» TASK GOAL: What is needed is an exact repeat of the lines from the line containing "the yellow leaf" through the final line of the entries below, and nothing else.

####

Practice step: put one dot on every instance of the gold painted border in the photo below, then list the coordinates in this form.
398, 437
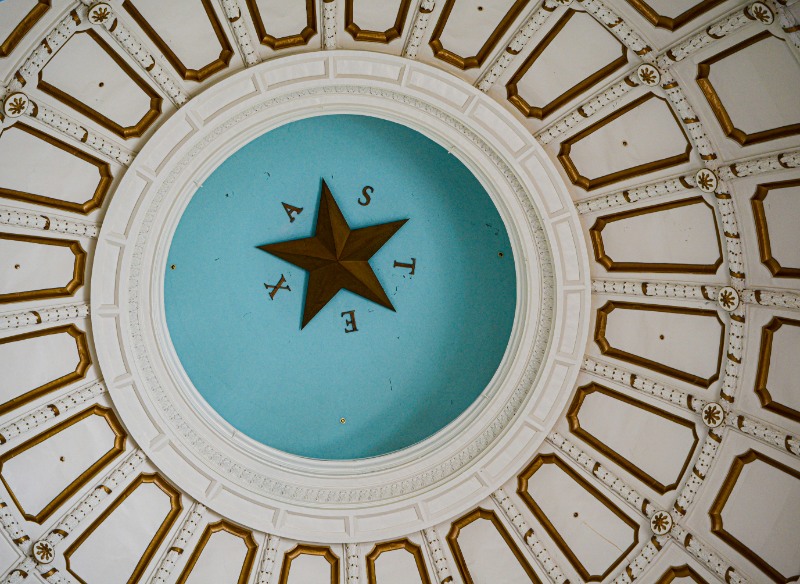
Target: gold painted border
84, 208
84, 361
715, 512
762, 229
713, 99
764, 357
542, 112
161, 533
376, 36
222, 525
90, 473
596, 235
480, 513
575, 427
607, 349
204, 72
310, 550
69, 289
24, 27
522, 490
483, 53
124, 132
673, 23
684, 571
399, 544
589, 184
294, 40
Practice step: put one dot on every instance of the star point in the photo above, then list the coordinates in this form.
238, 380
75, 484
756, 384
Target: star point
336, 257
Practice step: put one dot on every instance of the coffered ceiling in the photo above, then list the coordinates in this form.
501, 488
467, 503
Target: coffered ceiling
674, 124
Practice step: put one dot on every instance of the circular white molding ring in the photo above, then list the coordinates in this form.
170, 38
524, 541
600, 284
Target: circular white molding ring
339, 501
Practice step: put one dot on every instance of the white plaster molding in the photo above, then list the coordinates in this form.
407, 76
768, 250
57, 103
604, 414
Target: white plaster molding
543, 222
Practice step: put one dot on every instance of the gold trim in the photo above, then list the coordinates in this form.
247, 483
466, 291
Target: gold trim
522, 490
310, 550
596, 235
161, 533
483, 53
722, 115
400, 544
590, 184
480, 513
24, 27
124, 132
542, 112
765, 354
684, 571
218, 64
762, 229
607, 349
295, 40
84, 208
673, 23
725, 491
69, 289
84, 361
575, 427
376, 36
85, 477
222, 525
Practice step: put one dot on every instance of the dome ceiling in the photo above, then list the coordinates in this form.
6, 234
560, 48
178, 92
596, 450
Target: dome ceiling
671, 127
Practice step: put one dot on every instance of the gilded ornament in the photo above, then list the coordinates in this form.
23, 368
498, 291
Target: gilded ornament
661, 523
761, 12
43, 552
648, 75
15, 105
728, 298
713, 415
99, 13
706, 180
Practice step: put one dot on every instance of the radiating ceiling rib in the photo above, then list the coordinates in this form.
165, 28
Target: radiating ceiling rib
645, 509
528, 535
518, 42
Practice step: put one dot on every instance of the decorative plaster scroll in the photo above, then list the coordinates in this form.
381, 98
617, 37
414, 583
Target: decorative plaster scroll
539, 551
233, 11
78, 514
329, 24
193, 519
267, 568
708, 35
588, 108
627, 493
633, 195
721, 567
69, 127
48, 222
621, 29
58, 407
440, 564
776, 298
639, 564
418, 29
760, 165
772, 436
131, 45
518, 42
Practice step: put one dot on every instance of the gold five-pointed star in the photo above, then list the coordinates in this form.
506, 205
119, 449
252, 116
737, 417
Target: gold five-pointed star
336, 257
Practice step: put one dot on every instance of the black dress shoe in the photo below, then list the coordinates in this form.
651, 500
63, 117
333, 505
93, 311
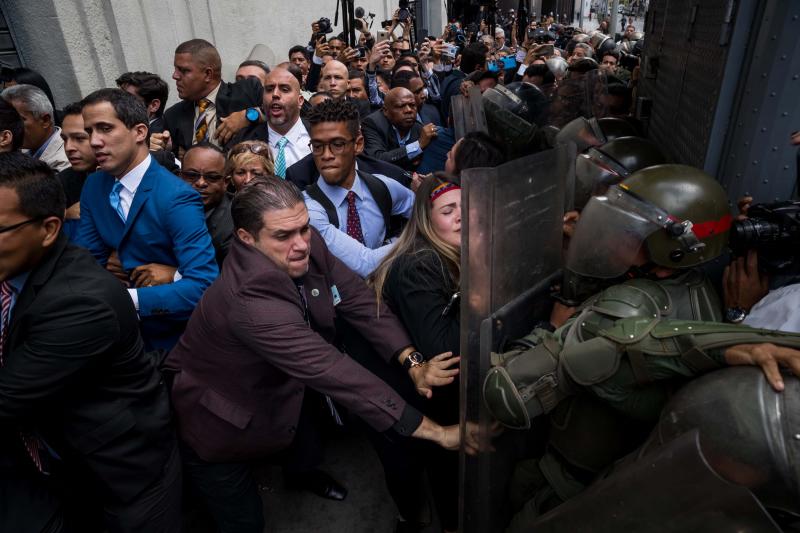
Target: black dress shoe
403, 526
318, 482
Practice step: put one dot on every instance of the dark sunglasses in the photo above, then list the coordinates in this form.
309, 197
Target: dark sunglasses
258, 149
6, 229
192, 176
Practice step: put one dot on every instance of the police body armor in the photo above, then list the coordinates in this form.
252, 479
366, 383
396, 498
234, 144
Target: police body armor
604, 377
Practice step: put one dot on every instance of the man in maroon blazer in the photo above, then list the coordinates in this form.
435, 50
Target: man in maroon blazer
262, 334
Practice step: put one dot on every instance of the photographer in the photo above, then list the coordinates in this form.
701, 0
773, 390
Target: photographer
473, 58
751, 296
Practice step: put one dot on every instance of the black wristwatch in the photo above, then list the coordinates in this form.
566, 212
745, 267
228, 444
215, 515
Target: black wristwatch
413, 359
735, 315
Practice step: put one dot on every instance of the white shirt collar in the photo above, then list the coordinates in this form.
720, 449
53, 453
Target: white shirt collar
134, 177
295, 134
212, 96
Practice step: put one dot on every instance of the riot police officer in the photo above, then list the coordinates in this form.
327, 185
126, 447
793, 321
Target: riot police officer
604, 376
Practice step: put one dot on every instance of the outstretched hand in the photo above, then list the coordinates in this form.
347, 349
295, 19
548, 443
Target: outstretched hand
435, 373
769, 357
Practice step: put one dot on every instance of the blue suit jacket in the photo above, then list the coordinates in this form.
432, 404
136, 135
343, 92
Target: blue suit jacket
165, 225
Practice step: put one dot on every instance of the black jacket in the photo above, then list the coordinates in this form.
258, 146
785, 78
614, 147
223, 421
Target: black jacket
420, 292
76, 374
380, 141
304, 172
220, 226
179, 119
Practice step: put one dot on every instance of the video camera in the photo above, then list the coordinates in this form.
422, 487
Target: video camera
325, 28
404, 12
774, 231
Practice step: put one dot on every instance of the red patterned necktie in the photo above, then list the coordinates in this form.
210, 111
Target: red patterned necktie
201, 125
353, 221
31, 443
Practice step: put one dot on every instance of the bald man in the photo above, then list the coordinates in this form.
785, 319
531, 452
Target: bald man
336, 81
210, 109
392, 134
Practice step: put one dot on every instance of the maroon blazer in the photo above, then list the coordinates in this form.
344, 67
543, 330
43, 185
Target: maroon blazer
248, 354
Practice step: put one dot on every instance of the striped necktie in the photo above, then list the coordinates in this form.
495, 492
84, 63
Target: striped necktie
116, 201
30, 442
353, 220
201, 126
280, 159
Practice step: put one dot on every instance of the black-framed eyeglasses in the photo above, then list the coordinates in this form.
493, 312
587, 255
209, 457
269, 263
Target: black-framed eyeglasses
337, 146
192, 176
255, 148
6, 229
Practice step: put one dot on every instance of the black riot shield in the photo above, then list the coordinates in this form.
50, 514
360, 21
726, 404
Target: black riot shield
511, 254
467, 113
671, 490
579, 95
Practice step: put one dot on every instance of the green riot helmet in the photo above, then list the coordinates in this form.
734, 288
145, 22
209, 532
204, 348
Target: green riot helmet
599, 167
514, 115
601, 44
679, 212
588, 132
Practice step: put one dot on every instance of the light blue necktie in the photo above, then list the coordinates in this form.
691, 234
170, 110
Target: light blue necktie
116, 201
280, 159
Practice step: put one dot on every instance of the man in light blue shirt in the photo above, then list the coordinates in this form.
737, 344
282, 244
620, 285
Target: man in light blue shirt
350, 208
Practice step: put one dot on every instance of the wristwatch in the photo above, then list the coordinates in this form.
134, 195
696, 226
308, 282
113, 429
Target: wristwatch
253, 115
735, 315
413, 359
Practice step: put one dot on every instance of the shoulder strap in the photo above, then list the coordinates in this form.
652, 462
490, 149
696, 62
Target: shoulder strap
316, 193
380, 192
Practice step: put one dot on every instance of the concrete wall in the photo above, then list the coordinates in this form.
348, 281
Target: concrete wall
82, 45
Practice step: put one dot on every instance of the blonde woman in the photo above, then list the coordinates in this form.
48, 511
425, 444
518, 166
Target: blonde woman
419, 280
247, 160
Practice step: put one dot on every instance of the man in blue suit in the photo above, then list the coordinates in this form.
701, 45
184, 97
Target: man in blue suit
141, 221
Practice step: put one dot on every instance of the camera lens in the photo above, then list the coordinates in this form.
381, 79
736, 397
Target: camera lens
746, 234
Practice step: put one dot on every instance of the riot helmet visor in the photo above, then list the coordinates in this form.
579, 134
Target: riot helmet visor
613, 227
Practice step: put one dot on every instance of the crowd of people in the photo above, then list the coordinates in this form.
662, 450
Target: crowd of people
189, 290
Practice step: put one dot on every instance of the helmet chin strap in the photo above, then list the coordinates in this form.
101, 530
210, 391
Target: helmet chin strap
651, 271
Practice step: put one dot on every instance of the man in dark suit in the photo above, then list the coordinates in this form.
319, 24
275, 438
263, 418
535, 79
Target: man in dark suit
204, 169
336, 81
261, 340
305, 172
152, 91
81, 160
149, 217
210, 109
393, 133
78, 393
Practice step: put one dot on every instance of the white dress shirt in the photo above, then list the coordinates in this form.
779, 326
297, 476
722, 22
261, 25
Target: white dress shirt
360, 258
211, 115
130, 183
297, 147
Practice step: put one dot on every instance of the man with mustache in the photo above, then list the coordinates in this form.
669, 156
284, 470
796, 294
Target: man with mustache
204, 169
259, 352
210, 109
286, 135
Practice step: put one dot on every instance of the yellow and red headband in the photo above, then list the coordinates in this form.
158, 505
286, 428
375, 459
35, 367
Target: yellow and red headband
443, 188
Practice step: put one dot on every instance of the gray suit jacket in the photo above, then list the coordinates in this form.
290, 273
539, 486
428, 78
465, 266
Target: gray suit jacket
380, 141
220, 227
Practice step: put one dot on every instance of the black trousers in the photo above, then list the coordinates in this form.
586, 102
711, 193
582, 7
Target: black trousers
230, 491
406, 460
71, 501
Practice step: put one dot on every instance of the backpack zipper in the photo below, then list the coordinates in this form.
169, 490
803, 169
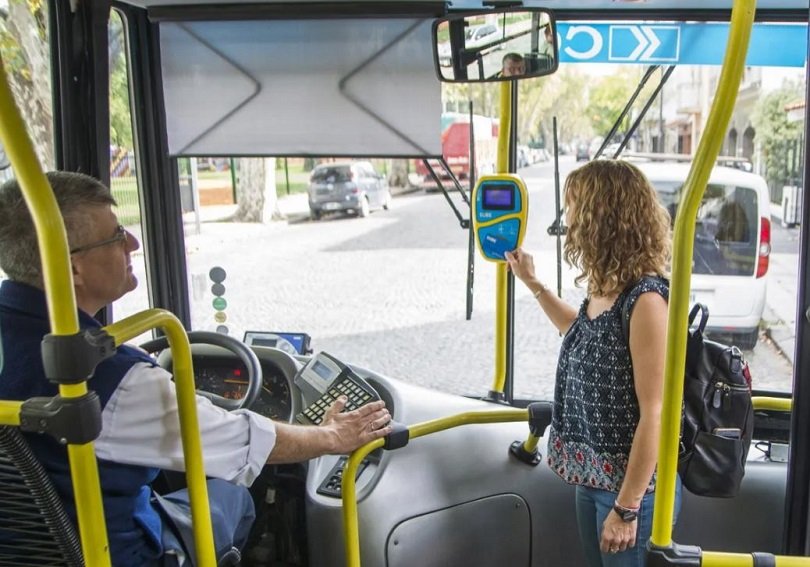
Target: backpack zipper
722, 394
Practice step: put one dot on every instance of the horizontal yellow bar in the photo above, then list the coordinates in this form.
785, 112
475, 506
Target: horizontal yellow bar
718, 559
776, 404
10, 413
350, 521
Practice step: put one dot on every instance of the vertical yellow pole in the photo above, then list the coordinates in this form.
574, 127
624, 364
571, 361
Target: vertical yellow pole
53, 248
501, 272
742, 18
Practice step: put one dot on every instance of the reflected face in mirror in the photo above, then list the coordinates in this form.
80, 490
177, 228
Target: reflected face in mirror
497, 45
513, 65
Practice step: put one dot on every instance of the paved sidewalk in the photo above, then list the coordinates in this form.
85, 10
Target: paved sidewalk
781, 302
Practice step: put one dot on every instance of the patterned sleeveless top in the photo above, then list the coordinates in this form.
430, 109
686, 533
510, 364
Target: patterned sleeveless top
595, 405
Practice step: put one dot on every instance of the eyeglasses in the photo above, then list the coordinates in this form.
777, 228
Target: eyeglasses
120, 236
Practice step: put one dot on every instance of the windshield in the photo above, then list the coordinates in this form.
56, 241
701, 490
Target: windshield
726, 230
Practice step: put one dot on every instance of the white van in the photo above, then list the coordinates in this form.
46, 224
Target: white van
732, 245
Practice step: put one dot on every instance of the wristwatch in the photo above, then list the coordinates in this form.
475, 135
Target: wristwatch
626, 514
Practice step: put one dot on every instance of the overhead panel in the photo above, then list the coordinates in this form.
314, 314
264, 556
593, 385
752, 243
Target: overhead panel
340, 87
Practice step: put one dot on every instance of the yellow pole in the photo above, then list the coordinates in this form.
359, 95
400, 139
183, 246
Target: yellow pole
10, 413
501, 272
742, 18
62, 310
189, 429
717, 559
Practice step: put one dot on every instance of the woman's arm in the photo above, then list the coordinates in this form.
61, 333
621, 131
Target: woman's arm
648, 333
558, 311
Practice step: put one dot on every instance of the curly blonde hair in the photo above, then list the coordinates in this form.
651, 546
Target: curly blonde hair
617, 230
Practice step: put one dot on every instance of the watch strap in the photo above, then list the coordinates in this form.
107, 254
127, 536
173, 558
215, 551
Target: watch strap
626, 514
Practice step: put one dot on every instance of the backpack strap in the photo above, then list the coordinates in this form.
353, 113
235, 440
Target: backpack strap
625, 299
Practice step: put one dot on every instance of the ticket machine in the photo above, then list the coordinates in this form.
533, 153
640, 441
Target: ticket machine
500, 209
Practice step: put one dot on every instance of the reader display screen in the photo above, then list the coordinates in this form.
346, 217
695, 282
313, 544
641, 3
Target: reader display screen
322, 370
499, 197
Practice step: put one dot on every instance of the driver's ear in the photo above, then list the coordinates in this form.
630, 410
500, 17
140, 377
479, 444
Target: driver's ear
78, 272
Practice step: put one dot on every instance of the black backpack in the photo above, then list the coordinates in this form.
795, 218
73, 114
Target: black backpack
717, 421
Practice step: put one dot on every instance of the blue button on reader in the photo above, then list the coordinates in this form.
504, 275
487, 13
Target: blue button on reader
500, 208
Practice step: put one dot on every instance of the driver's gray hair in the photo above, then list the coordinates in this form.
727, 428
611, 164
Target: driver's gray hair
19, 250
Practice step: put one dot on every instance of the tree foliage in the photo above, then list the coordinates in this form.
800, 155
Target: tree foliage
609, 96
120, 116
779, 138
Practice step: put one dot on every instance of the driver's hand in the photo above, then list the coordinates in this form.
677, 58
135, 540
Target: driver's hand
356, 428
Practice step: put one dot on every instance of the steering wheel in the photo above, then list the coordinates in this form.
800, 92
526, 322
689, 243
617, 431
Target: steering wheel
240, 349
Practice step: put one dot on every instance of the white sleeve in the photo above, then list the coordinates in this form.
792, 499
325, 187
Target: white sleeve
140, 426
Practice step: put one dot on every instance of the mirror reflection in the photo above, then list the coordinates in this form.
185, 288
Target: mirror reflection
495, 46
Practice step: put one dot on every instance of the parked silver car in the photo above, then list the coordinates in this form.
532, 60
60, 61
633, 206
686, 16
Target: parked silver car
347, 187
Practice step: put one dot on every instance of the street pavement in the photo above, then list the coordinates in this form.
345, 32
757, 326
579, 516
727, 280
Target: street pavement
395, 348
781, 302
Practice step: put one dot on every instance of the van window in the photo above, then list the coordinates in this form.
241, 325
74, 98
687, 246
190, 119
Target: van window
331, 175
726, 230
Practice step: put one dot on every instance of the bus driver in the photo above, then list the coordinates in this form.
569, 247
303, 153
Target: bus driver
140, 429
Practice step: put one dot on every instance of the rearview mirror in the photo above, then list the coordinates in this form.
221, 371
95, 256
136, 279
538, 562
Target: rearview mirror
498, 45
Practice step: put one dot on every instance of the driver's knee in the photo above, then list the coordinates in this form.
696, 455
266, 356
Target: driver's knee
232, 514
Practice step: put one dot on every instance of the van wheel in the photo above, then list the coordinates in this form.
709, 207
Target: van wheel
364, 209
746, 341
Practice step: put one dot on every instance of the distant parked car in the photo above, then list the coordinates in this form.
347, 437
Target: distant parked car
732, 245
479, 36
354, 188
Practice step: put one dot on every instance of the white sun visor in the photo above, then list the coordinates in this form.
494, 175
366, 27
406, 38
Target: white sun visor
339, 87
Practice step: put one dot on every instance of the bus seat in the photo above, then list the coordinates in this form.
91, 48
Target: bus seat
34, 527
536, 62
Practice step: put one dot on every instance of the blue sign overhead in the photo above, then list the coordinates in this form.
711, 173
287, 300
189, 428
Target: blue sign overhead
771, 45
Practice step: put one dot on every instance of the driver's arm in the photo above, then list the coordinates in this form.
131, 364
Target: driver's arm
340, 433
140, 426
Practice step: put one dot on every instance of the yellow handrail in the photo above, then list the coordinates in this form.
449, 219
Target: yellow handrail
58, 279
182, 369
742, 18
63, 314
717, 559
349, 486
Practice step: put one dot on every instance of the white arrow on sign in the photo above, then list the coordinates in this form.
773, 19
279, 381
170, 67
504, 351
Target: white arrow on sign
645, 37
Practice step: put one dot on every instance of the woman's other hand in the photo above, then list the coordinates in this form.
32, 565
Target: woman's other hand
521, 264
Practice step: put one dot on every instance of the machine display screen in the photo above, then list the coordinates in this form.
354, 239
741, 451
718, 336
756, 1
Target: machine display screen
499, 197
322, 370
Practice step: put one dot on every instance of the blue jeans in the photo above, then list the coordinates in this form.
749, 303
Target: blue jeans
593, 506
232, 515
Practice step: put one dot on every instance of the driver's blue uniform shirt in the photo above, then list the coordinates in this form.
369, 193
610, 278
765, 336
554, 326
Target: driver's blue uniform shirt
133, 525
140, 429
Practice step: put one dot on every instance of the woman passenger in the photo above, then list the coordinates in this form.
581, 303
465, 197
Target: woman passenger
608, 397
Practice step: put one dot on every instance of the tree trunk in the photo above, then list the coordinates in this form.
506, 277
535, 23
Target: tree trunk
398, 175
256, 190
250, 185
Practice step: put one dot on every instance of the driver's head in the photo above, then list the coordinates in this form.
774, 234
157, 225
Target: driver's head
513, 65
100, 249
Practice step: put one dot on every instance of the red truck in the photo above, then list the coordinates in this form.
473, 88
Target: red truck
456, 148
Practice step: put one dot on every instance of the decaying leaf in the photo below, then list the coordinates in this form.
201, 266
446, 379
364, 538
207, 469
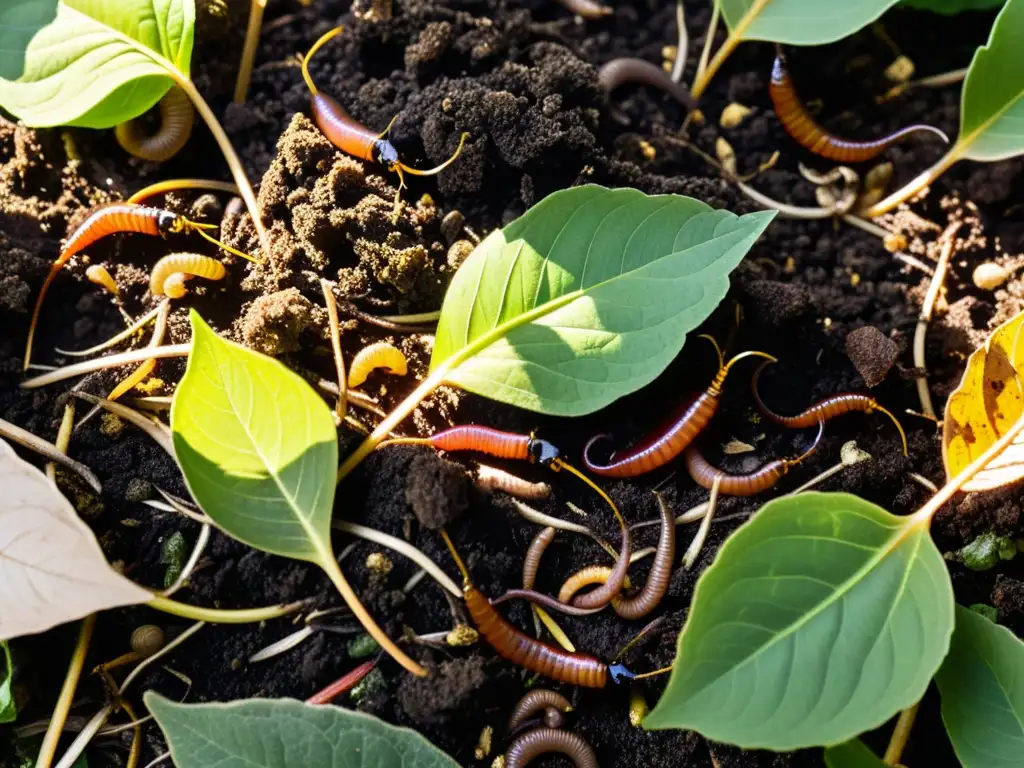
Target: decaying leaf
984, 407
51, 567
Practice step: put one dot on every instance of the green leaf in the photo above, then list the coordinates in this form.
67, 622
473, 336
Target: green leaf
820, 619
100, 62
852, 754
257, 446
285, 733
587, 297
19, 20
982, 687
950, 7
992, 101
8, 711
800, 22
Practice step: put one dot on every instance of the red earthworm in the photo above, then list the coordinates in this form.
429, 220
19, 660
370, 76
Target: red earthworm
829, 408
578, 669
111, 219
176, 116
345, 683
542, 740
531, 562
663, 446
587, 8
622, 71
809, 134
536, 700
762, 479
491, 478
352, 137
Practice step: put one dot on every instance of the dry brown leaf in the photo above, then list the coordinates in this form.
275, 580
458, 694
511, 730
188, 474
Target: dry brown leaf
51, 567
986, 404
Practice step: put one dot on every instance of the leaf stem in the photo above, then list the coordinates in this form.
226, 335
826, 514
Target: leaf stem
901, 733
220, 615
919, 183
49, 747
358, 610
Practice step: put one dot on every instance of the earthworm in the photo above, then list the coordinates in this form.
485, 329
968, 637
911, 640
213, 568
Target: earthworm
373, 356
829, 408
111, 219
622, 71
663, 446
536, 700
352, 137
176, 116
811, 135
542, 740
168, 274
491, 478
536, 655
750, 484
531, 562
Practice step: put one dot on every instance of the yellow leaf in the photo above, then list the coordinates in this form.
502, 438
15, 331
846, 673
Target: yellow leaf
987, 402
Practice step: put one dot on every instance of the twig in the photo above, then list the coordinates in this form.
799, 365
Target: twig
926, 317
48, 451
900, 735
49, 745
683, 46
341, 406
249, 50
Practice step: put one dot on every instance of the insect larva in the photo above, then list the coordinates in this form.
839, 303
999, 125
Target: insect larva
352, 137
704, 473
542, 740
809, 134
176, 116
111, 219
98, 274
536, 700
491, 478
663, 446
376, 355
531, 562
578, 669
193, 264
829, 408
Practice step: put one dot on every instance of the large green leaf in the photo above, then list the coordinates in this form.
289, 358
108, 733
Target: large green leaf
100, 62
949, 7
852, 754
587, 297
19, 20
800, 22
8, 711
982, 687
257, 445
992, 102
285, 733
819, 620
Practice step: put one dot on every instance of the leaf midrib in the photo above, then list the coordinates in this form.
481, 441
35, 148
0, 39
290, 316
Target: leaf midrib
843, 589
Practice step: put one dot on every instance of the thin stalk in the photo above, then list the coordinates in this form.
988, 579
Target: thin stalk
358, 610
925, 318
64, 438
920, 182
709, 41
901, 733
111, 360
49, 745
249, 51
221, 615
182, 183
734, 38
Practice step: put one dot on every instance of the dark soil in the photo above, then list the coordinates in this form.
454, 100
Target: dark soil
520, 78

####

» SOLUTION BELOW:
Practice step: put one dot on every instance of the yellow leaf in the photo above, then list the coordinates in this form.
502, 438
15, 331
846, 673
Target: yellow leaf
987, 402
Practice step: put one dot on every instance of the twig in the photo above, then list the coordinates in this form.
799, 365
Target: twig
926, 317
48, 451
900, 735
49, 745
683, 46
341, 406
249, 50
Practice step: put one dot on every instance of the insect larva in the photo above, then list the coordinates in this form.
839, 303
999, 125
Target: insect larva
352, 137
704, 473
542, 740
809, 134
176, 116
111, 219
98, 274
536, 700
491, 478
663, 446
376, 355
531, 562
578, 669
193, 264
829, 408
Practice step: put one dot on every instance of the large green leaf in the photo above, then list the coordinates in this form.
289, 358
108, 733
Target: large green leaf
100, 62
949, 7
852, 754
587, 297
19, 20
800, 22
8, 711
982, 687
257, 445
992, 102
285, 733
819, 620
Practice step: put one dot on every instance of the leaf midrib in the photo above, then list the coordinates in this form.
481, 441
35, 148
0, 39
290, 316
Target: leaf midrib
843, 589
Practice step: put one dot on every instance of the thin stalk in the photo above, then list the coordinates in this form.
988, 579
Target: thin stalk
358, 610
925, 318
64, 438
920, 182
709, 41
901, 733
111, 360
49, 745
249, 51
221, 615
182, 183
734, 38
Practice step: put one dot on every instance of the dark soil in the photo above, then list the coordinates in this form.
454, 100
Target: dark soil
520, 78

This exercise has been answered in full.